Todo

From PhilologicWiki

Contents

philo-db.cfg $BIBOPS{"dgphilodiv"} -> $BIBOPS{"dgphilodivid"}

In the stock version of philo-db.cfg, we have:

  1. Define DIV LEVEL for searching

$BIBOPS{"dgphilodiv"}="exact";

This should actually be, I believe:

  1. Define DIV LEVEL for searching

$BIBOPS{"dgphilodivid"}="exact";

Proximity Searching for same word fails

Paul Schaffner reports that trying to perform a proximity search for the same word fails, returning all of the occurences of the word, with hit highlighting broken. The phrase search "day day" performs properly, as does the phrase "day to day". A proximity search for "day day" fails. My initial assessment is that this is a search3 evaluation error. Judging by the duplicated "hit" highlighting, it anchors the proximity on one occurrence and then when doing an index search for the next item, it gets the same one, decides it is done. This appears to be a long standing bug, as the same behavior is notes in search2. I believe this is the first report of this behavior in PhiloLogic 2 or 3 (or about 8 years).

This is a fairly important bug fix since searching for repeated words in close proximity is of interest to literary scholars.

_Rows_

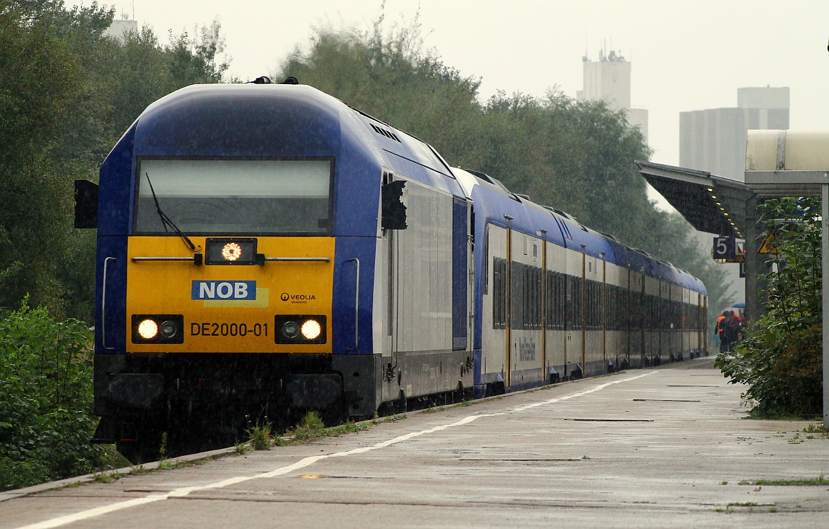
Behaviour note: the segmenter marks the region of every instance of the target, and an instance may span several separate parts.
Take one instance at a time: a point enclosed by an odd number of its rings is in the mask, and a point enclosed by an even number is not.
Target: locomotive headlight
[[[282,326],[282,335],[288,339],[293,339],[299,334],[299,325],[295,321],[286,321]]]
[[[138,324],[138,334],[144,339],[153,339],[158,335],[158,324],[152,320],[144,320]]]
[[[184,316],[180,314],[133,314],[133,344],[183,344]]]
[[[167,320],[167,321],[162,322],[160,330],[162,338],[173,338],[175,337],[176,333],[178,332],[178,325],[176,325],[175,321],[170,321]]]
[[[235,261],[242,257],[242,247],[236,243],[228,243],[221,248],[221,257],[228,261]]]
[[[316,320],[306,320],[305,323],[303,324],[302,333],[305,339],[316,339],[319,338],[322,332],[322,327],[320,326],[319,322]]]
[[[264,256],[261,256],[264,259]],[[256,253],[254,238],[208,237],[205,239],[206,265],[256,265],[264,261]]]
[[[298,346],[327,344],[325,315],[282,315],[274,317],[274,341]]]

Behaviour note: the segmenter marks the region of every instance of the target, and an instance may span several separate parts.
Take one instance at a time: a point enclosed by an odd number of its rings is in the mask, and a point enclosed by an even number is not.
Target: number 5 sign
[[[737,254],[737,239],[734,237],[714,238],[714,258],[734,259]]]

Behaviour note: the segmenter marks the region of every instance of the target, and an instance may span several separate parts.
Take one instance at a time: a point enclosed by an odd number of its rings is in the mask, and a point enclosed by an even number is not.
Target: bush
[[[823,405],[819,198],[769,200],[762,206],[776,267],[763,316],[717,366],[748,389],[755,417],[820,415]]]
[[[90,444],[90,329],[27,301],[0,314],[0,490],[86,474],[112,453]]]

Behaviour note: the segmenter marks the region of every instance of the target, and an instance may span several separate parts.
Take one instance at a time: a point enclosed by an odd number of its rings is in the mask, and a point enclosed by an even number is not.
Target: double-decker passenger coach
[[[705,349],[687,272],[289,79],[171,94],[76,182],[94,440],[138,462]]]

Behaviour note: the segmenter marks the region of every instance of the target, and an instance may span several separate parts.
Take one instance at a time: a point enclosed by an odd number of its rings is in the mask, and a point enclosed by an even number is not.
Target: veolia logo
[[[283,301],[290,301],[291,303],[305,303],[311,300],[316,300],[317,296],[313,294],[288,294],[288,292],[283,292],[279,299]]]

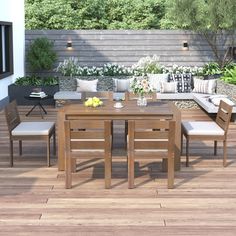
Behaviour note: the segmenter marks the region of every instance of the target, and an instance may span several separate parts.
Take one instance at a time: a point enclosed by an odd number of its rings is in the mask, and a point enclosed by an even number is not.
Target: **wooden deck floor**
[[[20,107],[22,119],[29,107]],[[201,110],[182,111],[183,119],[209,119]],[[48,108],[45,119],[55,120]],[[112,189],[104,189],[103,164],[87,162],[64,189],[64,173],[46,167],[44,143],[25,142],[23,157],[8,168],[8,134],[0,112],[0,235],[236,235],[236,125],[230,125],[228,167],[222,146],[191,143],[191,167],[176,172],[175,189],[166,188],[160,163],[136,163],[136,188],[127,189],[126,159],[116,136]],[[16,145],[17,146],[17,145]]]

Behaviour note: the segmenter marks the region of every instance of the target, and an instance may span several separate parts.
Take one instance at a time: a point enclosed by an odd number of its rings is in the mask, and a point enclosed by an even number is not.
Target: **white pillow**
[[[216,90],[216,79],[202,80],[194,78],[194,93],[213,94]]]
[[[161,91],[161,82],[168,81],[168,74],[147,74],[151,86],[156,92]]]
[[[177,82],[160,82],[161,93],[177,93]]]
[[[98,80],[77,79],[77,92],[97,92]]]
[[[131,79],[113,79],[115,92],[126,92],[130,90]]]

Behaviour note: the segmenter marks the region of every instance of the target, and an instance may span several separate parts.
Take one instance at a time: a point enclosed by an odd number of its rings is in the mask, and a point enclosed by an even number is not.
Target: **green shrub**
[[[32,71],[50,70],[57,59],[53,43],[47,38],[37,38],[30,45],[26,55],[29,69]]]

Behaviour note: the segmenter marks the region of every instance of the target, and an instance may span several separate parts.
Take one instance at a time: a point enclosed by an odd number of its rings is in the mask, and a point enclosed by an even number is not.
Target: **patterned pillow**
[[[201,80],[194,78],[194,93],[208,93],[213,94],[215,93],[216,89],[216,80],[210,79],[210,80]]]
[[[193,88],[192,74],[172,74],[169,82],[177,82],[178,93],[190,93]]]
[[[168,74],[147,74],[147,76],[150,84],[156,90],[156,92],[160,92],[161,82],[168,81]]]
[[[161,93],[177,93],[177,82],[160,82]]]
[[[77,79],[77,92],[97,92],[98,80]]]
[[[130,90],[131,79],[113,79],[114,92],[125,92]]]

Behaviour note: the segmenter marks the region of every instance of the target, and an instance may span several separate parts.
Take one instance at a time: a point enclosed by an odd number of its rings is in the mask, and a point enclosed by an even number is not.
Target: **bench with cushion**
[[[157,91],[158,100],[192,100],[210,114],[216,114],[218,106],[215,106],[208,97],[216,93],[217,83],[215,79],[203,80],[193,77],[190,73],[186,74],[149,74],[150,83]],[[72,78],[76,84],[74,91],[61,90],[54,95],[56,106],[65,104],[67,101],[77,101],[82,98],[81,91],[110,91],[113,84],[114,100],[125,99],[125,92],[130,90],[131,77],[106,78],[102,79],[90,78],[87,80]],[[76,89],[76,90],[75,90]],[[97,90],[96,90],[97,89]],[[101,90],[102,89],[102,90]],[[233,113],[236,113],[236,108]],[[235,114],[233,115],[235,117]],[[234,119],[235,120],[235,119]]]

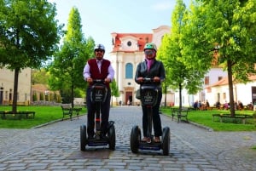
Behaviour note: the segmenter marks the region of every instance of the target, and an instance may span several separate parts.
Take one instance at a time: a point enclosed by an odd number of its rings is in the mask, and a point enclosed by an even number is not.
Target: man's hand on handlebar
[[[105,80],[104,80],[104,81],[105,81],[105,83],[110,83],[110,82],[111,82],[111,79],[110,79],[110,78],[105,78]]]
[[[149,80],[151,82],[160,82],[160,78],[159,77],[154,77],[154,78],[143,78],[143,77],[137,77],[137,80],[138,83],[143,83],[143,82],[148,82]]]
[[[87,77],[86,78],[86,82],[88,83],[92,83],[93,82],[93,79],[91,77]]]
[[[88,82],[88,83],[93,83],[93,82],[102,82],[102,83],[103,83],[104,82],[104,83],[108,83],[111,82],[111,79],[110,78],[105,78],[104,80],[97,80],[97,79],[93,80],[91,77],[87,77],[86,82]]]

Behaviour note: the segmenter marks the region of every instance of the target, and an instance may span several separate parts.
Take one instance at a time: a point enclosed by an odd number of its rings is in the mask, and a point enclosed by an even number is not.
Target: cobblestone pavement
[[[79,127],[86,117],[31,129],[0,129],[0,170],[256,171],[255,132],[212,132],[161,115],[171,129],[169,156],[161,151],[130,150],[134,125],[142,128],[140,107],[111,108],[116,150],[80,151]]]

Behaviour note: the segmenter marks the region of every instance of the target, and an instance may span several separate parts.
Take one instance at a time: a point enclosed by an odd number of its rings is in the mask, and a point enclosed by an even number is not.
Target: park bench
[[[223,118],[234,118],[234,119],[241,119],[242,123],[245,124],[247,119],[248,118],[253,118],[253,116],[251,115],[235,115],[235,117],[230,116],[230,114],[212,114],[212,121],[215,121],[215,117],[218,117],[219,118],[219,122],[222,123],[223,122]]]
[[[29,118],[29,117],[32,117],[32,118],[35,118],[35,111],[17,111],[14,113],[13,111],[0,111],[1,117],[3,119],[6,119],[7,115],[12,115],[14,117],[18,116],[18,118],[21,119],[22,116],[26,116],[26,118]]]
[[[189,108],[188,107],[182,107],[181,110],[179,108],[171,108],[172,112],[172,118],[173,118],[177,116],[177,123],[182,121],[182,118],[184,118],[184,121],[189,123],[188,120],[188,113],[189,113]]]
[[[62,121],[64,120],[65,116],[69,116],[70,120],[72,120],[73,115],[77,115],[78,119],[79,116],[79,111],[82,111],[81,107],[72,107],[71,104],[61,104],[62,109]]]

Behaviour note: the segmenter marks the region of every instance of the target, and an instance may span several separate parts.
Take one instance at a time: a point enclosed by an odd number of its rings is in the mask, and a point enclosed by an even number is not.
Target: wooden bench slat
[[[182,120],[182,117],[185,118],[185,121],[189,123],[188,120],[188,113],[189,111],[189,109],[188,107],[182,107],[180,110],[179,108],[171,108],[172,110],[172,117],[173,120],[173,117],[177,116],[177,123],[179,123]]]
[[[73,114],[76,114],[79,119],[79,111],[82,111],[82,108],[72,108],[71,104],[61,104],[61,105],[62,109],[62,121],[64,120],[64,117],[66,115],[68,115],[70,117],[70,120],[72,120],[72,117]]]

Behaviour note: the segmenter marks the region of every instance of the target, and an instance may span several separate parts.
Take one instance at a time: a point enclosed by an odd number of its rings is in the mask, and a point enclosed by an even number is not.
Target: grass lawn
[[[171,117],[170,107],[161,107],[161,111]],[[216,117],[213,122],[212,115],[217,113],[229,114],[230,111],[190,111],[188,114],[188,119],[190,122],[211,128],[214,131],[256,131],[256,121],[253,119],[247,119],[247,124],[242,124],[239,119],[233,121],[230,118],[224,118],[224,123],[220,123],[218,118]],[[236,111],[236,115],[253,115],[253,111]]]
[[[11,111],[11,106],[0,106],[0,111]],[[79,114],[85,113],[83,107]],[[0,118],[0,128],[31,128],[52,121],[62,119],[62,110],[61,106],[17,106],[19,111],[35,111],[35,118],[15,119],[12,115],[7,115],[8,119]],[[69,116],[65,116],[69,118]]]

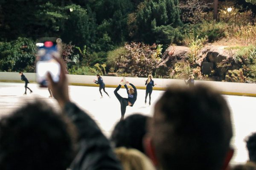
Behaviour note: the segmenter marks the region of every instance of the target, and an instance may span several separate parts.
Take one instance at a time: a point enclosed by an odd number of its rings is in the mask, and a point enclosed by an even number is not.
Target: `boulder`
[[[163,55],[159,66],[172,67],[173,64],[180,61],[187,60],[190,49],[183,46],[170,46]]]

_Exercise brief_
Copy the part of the PhiloLogic to-do page that opens with the words containing "Paul Schaffner reports" and closes with "to literary scholars.", renaming "literary scholars" to "textual scholars" throughout. The material has no connection to the PhiloLogic to-do page.

_Output for this task_
Paul Schaffner reports that trying to perform a proximity search for the same word fails, returning all of the occurences of the word, with hit highlighting broken. The phrase search "day day" performs properly, as does the phrase "day to day". A proximity search for "day day" fails. My initial assessment is that this is a search3 evaluation error. Judging by the duplicated "hit" highlighting, it anchors the proximity on one occurrence and then when doing an index search for the next item, it gets the same one, decides it is done. This appears to be a long standing bug, as the same behavior is notes in search2. I believe this is the first report of this behavior in PhiloLogic 2 or 3 (or about 8 years).

This is a fairly important bug fix since searching for repeated words in close proximity is of interest to textual scholars.